Extract each line of the listing below that contains the word "golden", and copy those lines in the order they appear.

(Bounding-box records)
- - - - - - -

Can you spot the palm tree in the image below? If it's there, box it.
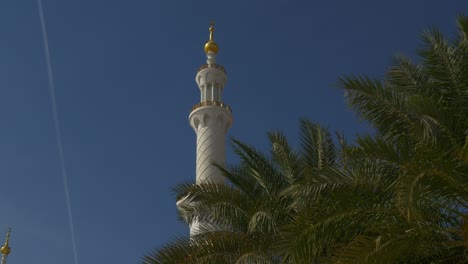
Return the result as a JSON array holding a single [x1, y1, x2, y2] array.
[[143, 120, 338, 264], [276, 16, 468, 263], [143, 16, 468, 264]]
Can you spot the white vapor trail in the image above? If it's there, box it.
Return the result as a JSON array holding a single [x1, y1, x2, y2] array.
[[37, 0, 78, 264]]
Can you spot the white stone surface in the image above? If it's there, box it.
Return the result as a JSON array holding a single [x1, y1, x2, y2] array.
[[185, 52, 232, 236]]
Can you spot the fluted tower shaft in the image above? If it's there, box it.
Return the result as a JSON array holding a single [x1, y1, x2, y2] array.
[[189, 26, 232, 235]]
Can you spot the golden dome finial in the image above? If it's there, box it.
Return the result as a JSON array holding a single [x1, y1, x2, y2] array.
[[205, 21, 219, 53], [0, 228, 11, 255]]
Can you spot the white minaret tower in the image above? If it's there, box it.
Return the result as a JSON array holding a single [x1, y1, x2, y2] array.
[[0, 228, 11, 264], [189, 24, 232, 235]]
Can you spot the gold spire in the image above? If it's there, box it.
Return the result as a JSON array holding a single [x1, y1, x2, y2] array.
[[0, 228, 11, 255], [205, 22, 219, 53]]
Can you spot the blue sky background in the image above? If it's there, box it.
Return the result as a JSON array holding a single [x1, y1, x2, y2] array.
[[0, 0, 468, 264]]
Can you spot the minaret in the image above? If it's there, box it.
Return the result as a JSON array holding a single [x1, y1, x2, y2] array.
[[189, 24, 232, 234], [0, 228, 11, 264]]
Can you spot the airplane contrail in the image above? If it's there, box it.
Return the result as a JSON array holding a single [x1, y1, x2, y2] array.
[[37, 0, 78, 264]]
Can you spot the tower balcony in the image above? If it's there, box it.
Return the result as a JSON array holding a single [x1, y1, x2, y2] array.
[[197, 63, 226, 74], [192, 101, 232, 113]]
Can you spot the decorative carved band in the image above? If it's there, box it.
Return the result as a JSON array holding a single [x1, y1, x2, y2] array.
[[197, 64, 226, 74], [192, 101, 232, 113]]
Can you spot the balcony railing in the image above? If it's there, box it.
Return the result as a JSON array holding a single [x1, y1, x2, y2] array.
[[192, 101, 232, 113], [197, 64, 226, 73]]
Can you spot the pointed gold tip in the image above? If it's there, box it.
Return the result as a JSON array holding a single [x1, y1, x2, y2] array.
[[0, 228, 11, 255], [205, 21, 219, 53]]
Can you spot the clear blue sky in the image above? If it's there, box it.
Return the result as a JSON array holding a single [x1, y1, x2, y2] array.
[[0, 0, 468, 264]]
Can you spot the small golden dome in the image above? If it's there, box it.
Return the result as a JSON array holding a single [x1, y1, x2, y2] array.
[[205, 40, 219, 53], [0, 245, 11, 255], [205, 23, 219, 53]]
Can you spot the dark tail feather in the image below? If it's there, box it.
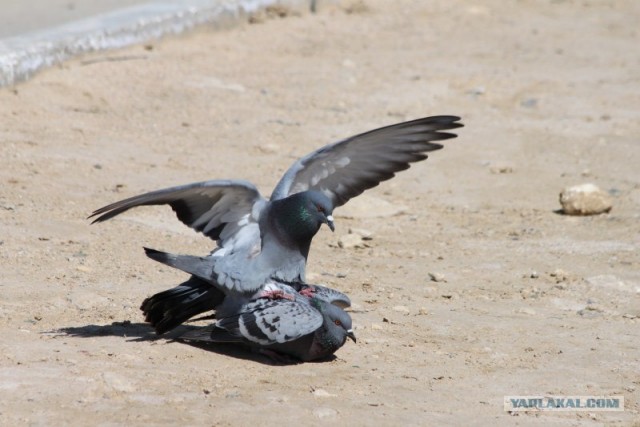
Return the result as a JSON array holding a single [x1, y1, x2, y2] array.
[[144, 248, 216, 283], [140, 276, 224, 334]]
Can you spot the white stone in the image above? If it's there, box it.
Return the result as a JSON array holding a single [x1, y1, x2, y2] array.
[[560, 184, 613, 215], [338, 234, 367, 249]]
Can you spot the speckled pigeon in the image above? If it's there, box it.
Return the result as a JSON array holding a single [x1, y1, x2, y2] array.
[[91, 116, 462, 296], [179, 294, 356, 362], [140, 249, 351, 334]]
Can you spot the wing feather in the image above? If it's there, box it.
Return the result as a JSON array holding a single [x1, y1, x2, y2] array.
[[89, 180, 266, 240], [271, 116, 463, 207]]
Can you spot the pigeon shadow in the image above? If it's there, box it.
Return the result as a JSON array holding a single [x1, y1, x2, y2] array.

- - - - - - -

▶ [Written answer]
Can you spot the golden dome finial in the image above? If it's there, box it.
Can you spot the small golden dome in the image above? If it's there, box it.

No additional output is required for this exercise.